## [WHAT IS ASKED]
Quote the lines below exactly, from the one that holds "Target: black blazer" through the final line of the records, and only those.

[Stored entries]

+--

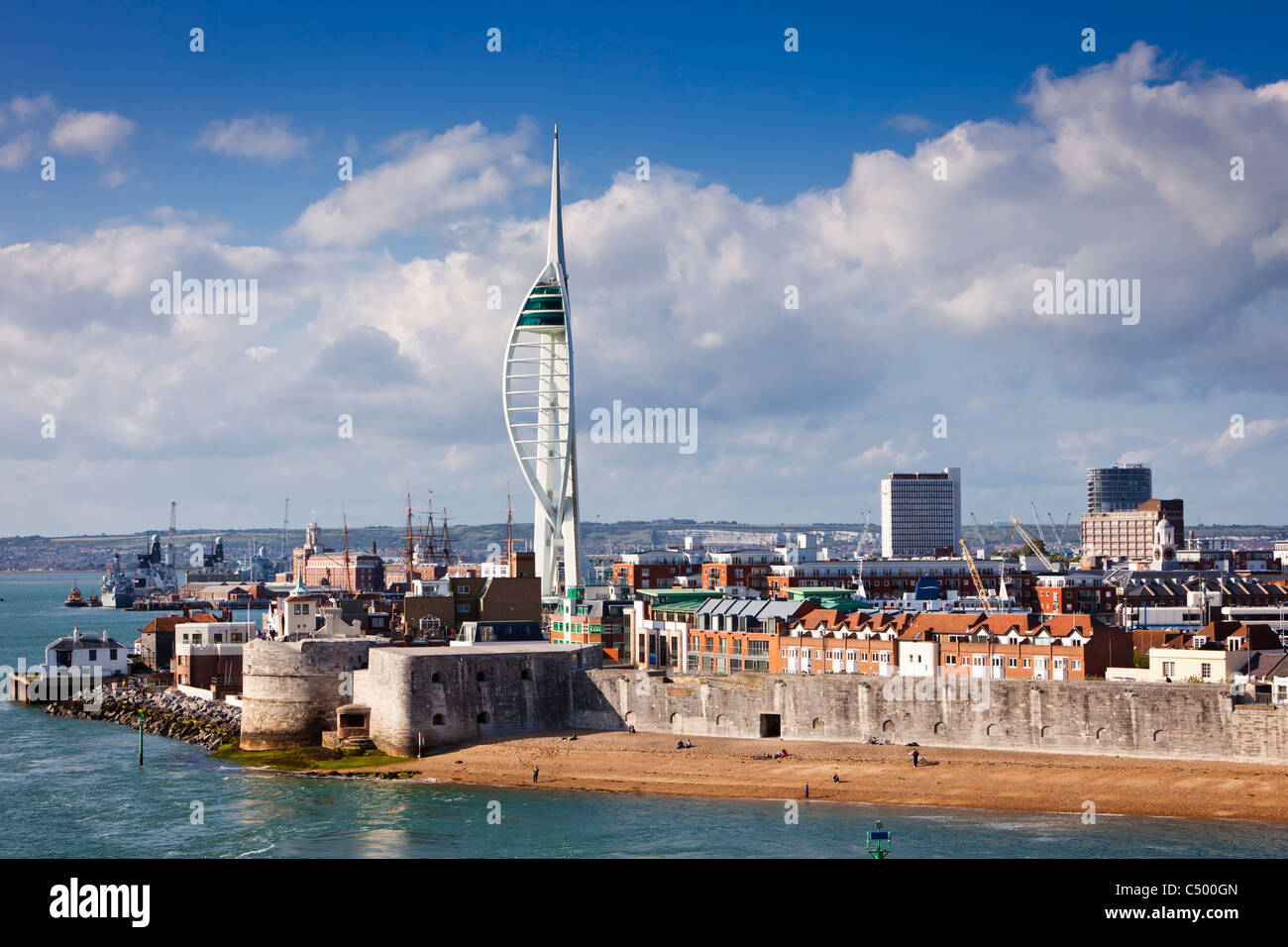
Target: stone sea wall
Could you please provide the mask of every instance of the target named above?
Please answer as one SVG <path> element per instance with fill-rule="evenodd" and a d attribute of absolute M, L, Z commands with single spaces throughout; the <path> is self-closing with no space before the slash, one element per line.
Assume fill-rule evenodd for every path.
<path fill-rule="evenodd" d="M 231 703 L 185 697 L 180 693 L 149 694 L 134 689 L 80 691 L 68 701 L 45 705 L 45 713 L 81 720 L 107 720 L 158 737 L 182 740 L 214 750 L 236 743 L 241 734 L 241 710 Z"/>
<path fill-rule="evenodd" d="M 683 736 L 1288 763 L 1288 709 L 1220 685 L 604 669 L 577 675 L 573 706 L 580 727 Z"/>

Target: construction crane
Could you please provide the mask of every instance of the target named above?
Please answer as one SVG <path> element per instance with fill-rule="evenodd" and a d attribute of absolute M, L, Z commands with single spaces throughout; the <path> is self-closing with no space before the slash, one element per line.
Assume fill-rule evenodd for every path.
<path fill-rule="evenodd" d="M 447 535 L 447 508 L 443 508 L 443 562 L 450 567 L 452 564 L 452 540 Z"/>
<path fill-rule="evenodd" d="M 170 535 L 166 539 L 165 564 L 174 567 L 174 540 L 179 533 L 179 504 L 170 501 Z"/>
<path fill-rule="evenodd" d="M 411 595 L 411 582 L 416 577 L 416 539 L 411 528 L 411 481 L 407 482 L 407 593 Z"/>
<path fill-rule="evenodd" d="M 1131 573 L 1132 571 L 1128 566 L 1114 566 L 1105 572 L 1105 577 L 1101 580 L 1118 593 L 1118 602 L 1114 604 L 1114 618 L 1118 621 L 1118 627 L 1124 631 L 1127 630 L 1127 586 L 1131 585 Z M 1204 597 L 1206 600 L 1207 598 Z"/>
<path fill-rule="evenodd" d="M 1046 549 L 1055 549 L 1055 544 L 1051 537 L 1046 535 L 1046 530 L 1042 528 L 1042 517 L 1038 515 L 1038 505 L 1029 500 L 1029 509 L 1033 510 L 1033 522 L 1037 524 L 1038 539 L 1042 540 L 1042 545 Z"/>
<path fill-rule="evenodd" d="M 979 521 L 975 519 L 975 514 L 970 514 L 970 522 L 975 524 L 975 539 L 979 540 L 979 548 L 984 550 L 984 558 L 988 558 L 988 544 L 984 541 L 984 531 L 979 527 Z"/>
<path fill-rule="evenodd" d="M 344 590 L 349 591 L 349 513 L 341 506 L 344 517 Z"/>
<path fill-rule="evenodd" d="M 992 593 L 984 590 L 984 582 L 979 577 L 979 569 L 975 568 L 975 560 L 970 555 L 970 550 L 966 548 L 966 540 L 957 540 L 962 545 L 962 557 L 966 559 L 966 568 L 970 569 L 971 581 L 975 582 L 975 594 L 979 595 L 980 603 L 984 606 L 984 615 L 989 618 L 993 617 L 993 603 L 989 600 L 993 598 Z"/>
<path fill-rule="evenodd" d="M 872 542 L 872 510 L 863 510 L 863 535 L 859 536 L 855 551 L 862 557 L 869 542 Z"/>
<path fill-rule="evenodd" d="M 1038 559 L 1042 560 L 1042 564 L 1046 566 L 1048 571 L 1051 571 L 1051 572 L 1059 572 L 1059 569 L 1051 563 L 1051 560 L 1047 559 L 1046 553 L 1043 553 L 1042 549 L 1038 546 L 1038 544 L 1033 541 L 1033 537 L 1029 536 L 1028 530 L 1025 530 L 1023 526 L 1020 526 L 1020 521 L 1019 519 L 1016 519 L 1015 517 L 1011 517 L 1011 526 L 1014 526 L 1019 531 L 1019 533 L 1024 539 L 1024 541 L 1029 544 L 1029 549 L 1033 550 L 1033 554 L 1036 557 L 1038 557 Z"/>

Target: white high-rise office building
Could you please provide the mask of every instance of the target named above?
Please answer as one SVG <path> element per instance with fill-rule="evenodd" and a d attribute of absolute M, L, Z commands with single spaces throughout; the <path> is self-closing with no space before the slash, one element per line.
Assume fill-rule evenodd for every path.
<path fill-rule="evenodd" d="M 559 128 L 550 174 L 546 263 L 528 290 L 506 345 L 502 401 L 510 445 L 536 500 L 532 548 L 541 594 L 592 577 L 577 533 L 577 433 L 573 428 L 572 327 L 559 197 Z"/>
<path fill-rule="evenodd" d="M 893 473 L 881 481 L 881 555 L 931 555 L 935 549 L 957 553 L 962 536 L 962 472 Z"/>

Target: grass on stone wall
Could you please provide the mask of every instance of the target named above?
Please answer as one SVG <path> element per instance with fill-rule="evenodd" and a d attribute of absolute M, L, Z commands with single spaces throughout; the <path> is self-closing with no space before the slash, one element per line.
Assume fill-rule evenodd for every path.
<path fill-rule="evenodd" d="M 289 750 L 242 750 L 237 743 L 224 743 L 213 754 L 215 759 L 238 763 L 243 767 L 269 769 L 344 769 L 384 767 L 404 763 L 410 756 L 389 756 L 379 750 L 328 750 L 325 746 L 300 746 Z"/>

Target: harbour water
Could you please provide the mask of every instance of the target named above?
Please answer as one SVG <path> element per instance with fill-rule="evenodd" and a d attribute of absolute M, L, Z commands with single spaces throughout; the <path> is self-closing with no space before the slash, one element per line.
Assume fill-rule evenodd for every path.
<path fill-rule="evenodd" d="M 133 644 L 156 613 L 62 606 L 88 573 L 0 575 L 0 664 L 79 625 Z M 252 613 L 252 620 L 255 620 Z M 0 843 L 33 857 L 1278 857 L 1288 826 L 309 778 L 231 767 L 187 743 L 0 702 Z M 500 823 L 489 813 L 500 813 Z M 196 816 L 200 813 L 200 821 Z"/>

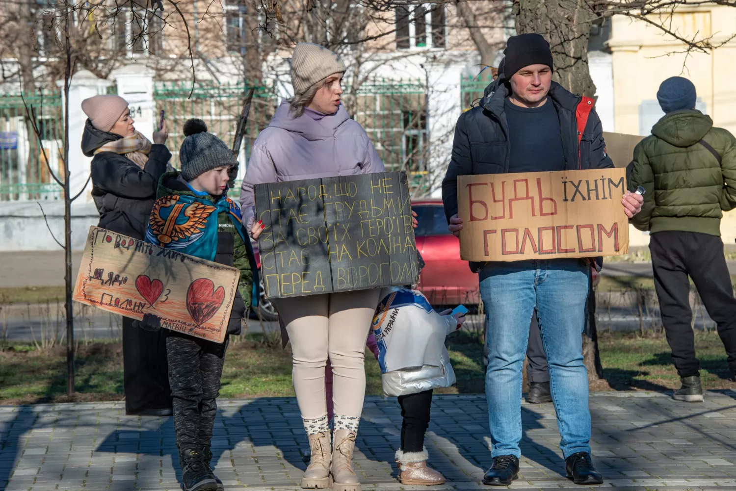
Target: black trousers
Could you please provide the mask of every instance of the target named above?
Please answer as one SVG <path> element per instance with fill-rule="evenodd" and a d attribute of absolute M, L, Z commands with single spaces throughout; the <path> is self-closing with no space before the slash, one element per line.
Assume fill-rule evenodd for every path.
<path fill-rule="evenodd" d="M 526 345 L 526 358 L 528 363 L 526 365 L 526 377 L 529 383 L 548 382 L 550 374 L 547 370 L 547 356 L 542 345 L 542 331 L 537 320 L 537 312 L 531 316 L 531 323 L 529 325 L 529 343 Z"/>
<path fill-rule="evenodd" d="M 174 432 L 180 451 L 210 449 L 228 342 L 228 338 L 215 343 L 174 331 L 169 334 Z"/>
<path fill-rule="evenodd" d="M 404 452 L 421 452 L 424 448 L 424 434 L 429 428 L 429 412 L 432 406 L 432 389 L 423 392 L 400 395 L 401 406 L 401 450 Z"/>
<path fill-rule="evenodd" d="M 123 387 L 125 413 L 171 407 L 166 363 L 168 329 L 151 332 L 134 328 L 123 317 Z"/>
<path fill-rule="evenodd" d="M 649 250 L 662 322 L 677 374 L 690 377 L 700 373 L 690 327 L 688 275 L 708 314 L 715 321 L 728 355 L 729 368 L 736 372 L 736 299 L 721 237 L 695 232 L 657 232 L 649 240 Z"/>

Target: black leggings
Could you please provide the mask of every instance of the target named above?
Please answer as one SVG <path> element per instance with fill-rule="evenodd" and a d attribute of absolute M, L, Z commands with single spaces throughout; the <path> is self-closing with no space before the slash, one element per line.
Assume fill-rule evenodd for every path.
<path fill-rule="evenodd" d="M 429 411 L 432 406 L 432 389 L 423 392 L 400 395 L 401 406 L 401 450 L 421 452 L 424 448 L 424 434 L 429 427 Z"/>

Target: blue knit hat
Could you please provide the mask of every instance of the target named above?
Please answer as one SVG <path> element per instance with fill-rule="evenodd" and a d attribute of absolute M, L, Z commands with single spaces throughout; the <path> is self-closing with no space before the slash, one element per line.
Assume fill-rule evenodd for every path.
<path fill-rule="evenodd" d="M 694 109 L 697 94 L 693 82 L 682 77 L 670 77 L 659 85 L 657 100 L 665 113 Z"/>

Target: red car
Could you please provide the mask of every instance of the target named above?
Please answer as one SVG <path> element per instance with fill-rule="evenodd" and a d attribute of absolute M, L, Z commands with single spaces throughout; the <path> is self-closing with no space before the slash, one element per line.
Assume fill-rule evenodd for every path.
<path fill-rule="evenodd" d="M 417 199 L 411 208 L 419 222 L 414 230 L 417 250 L 426 264 L 420 276 L 419 289 L 434 306 L 478 305 L 478 275 L 460 258 L 460 241 L 447 230 L 442 200 Z"/>
<path fill-rule="evenodd" d="M 435 306 L 477 305 L 478 275 L 470 272 L 467 261 L 460 259 L 460 241 L 447 230 L 442 200 L 418 199 L 412 202 L 411 208 L 417 212 L 419 222 L 419 227 L 414 230 L 417 250 L 426 265 L 420 276 L 419 289 Z M 260 268 L 258 244 L 252 244 Z M 263 296 L 263 284 L 258 311 L 263 320 L 275 320 L 278 315 L 271 302 Z"/>

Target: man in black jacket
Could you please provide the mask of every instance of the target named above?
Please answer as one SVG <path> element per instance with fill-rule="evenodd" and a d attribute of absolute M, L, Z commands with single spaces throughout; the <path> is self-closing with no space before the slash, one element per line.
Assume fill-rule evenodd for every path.
<path fill-rule="evenodd" d="M 564 171 L 612 167 L 592 100 L 552 82 L 552 53 L 537 34 L 509 39 L 506 82 L 486 91 L 480 106 L 460 116 L 452 160 L 442 182 L 450 230 L 458 216 L 457 177 L 467 174 Z M 622 199 L 631 217 L 641 197 Z M 586 260 L 555 259 L 473 264 L 478 270 L 486 309 L 489 349 L 486 397 L 493 464 L 486 484 L 517 478 L 521 451 L 521 369 L 537 311 L 557 412 L 568 477 L 594 484 L 603 478 L 590 459 L 588 381 L 581 334 L 590 285 Z"/>

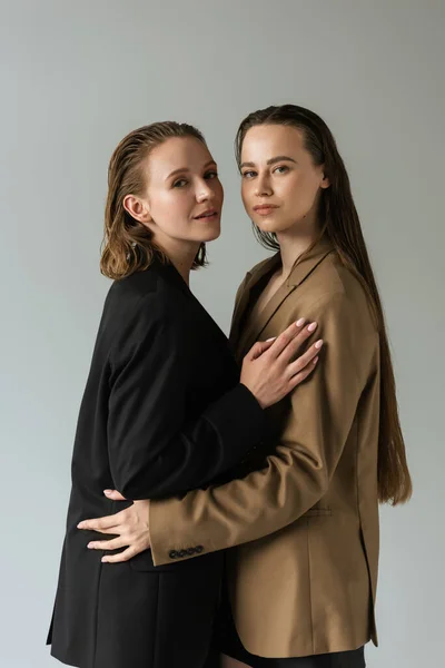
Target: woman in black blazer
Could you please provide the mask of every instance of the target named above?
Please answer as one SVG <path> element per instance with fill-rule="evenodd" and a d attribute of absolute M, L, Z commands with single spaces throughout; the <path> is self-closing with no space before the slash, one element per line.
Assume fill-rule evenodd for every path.
<path fill-rule="evenodd" d="M 48 635 L 52 656 L 65 664 L 205 664 L 221 552 L 175 562 L 185 554 L 172 549 L 171 563 L 155 569 L 146 551 L 102 568 L 101 554 L 87 549 L 77 525 L 134 500 L 181 494 L 227 475 L 261 440 L 263 409 L 304 380 L 317 358 L 319 348 L 312 346 L 295 361 L 310 335 L 299 323 L 256 344 L 239 375 L 226 336 L 188 287 L 190 269 L 206 264 L 205 243 L 219 236 L 221 206 L 215 161 L 195 128 L 154 124 L 115 150 L 101 258 L 102 273 L 115 283 L 80 407 Z M 107 488 L 131 501 L 108 500 Z"/>

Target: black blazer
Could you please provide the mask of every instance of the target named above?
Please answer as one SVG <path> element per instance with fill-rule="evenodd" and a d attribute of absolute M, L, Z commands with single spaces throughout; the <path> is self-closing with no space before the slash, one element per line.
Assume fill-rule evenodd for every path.
<path fill-rule="evenodd" d="M 52 656 L 82 668 L 204 664 L 221 554 L 175 562 L 182 554 L 172 550 L 171 563 L 155 569 L 148 550 L 102 564 L 87 543 L 103 536 L 77 524 L 128 505 L 108 500 L 107 488 L 155 499 L 215 481 L 264 426 L 226 336 L 172 265 L 157 258 L 112 284 L 76 433 Z"/>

+--

## [WRITTEN REPLY]
Target: black blazer
Could you please provide the mask of every instance of the target named above?
Please answer as one SVG <path> element per instance with fill-rule="evenodd" and a d attribute of absolute M, L, Z commands with single spaces throughout; the <path> is self-closing with no space before the slash, one element per line.
Assume fill-rule evenodd for every path.
<path fill-rule="evenodd" d="M 52 656 L 82 668 L 204 664 L 221 554 L 175 562 L 182 554 L 172 550 L 171 563 L 155 569 L 148 550 L 102 564 L 87 543 L 103 536 L 77 524 L 128 505 L 108 500 L 107 488 L 155 499 L 215 481 L 264 426 L 226 336 L 172 265 L 157 258 L 112 284 L 76 433 Z"/>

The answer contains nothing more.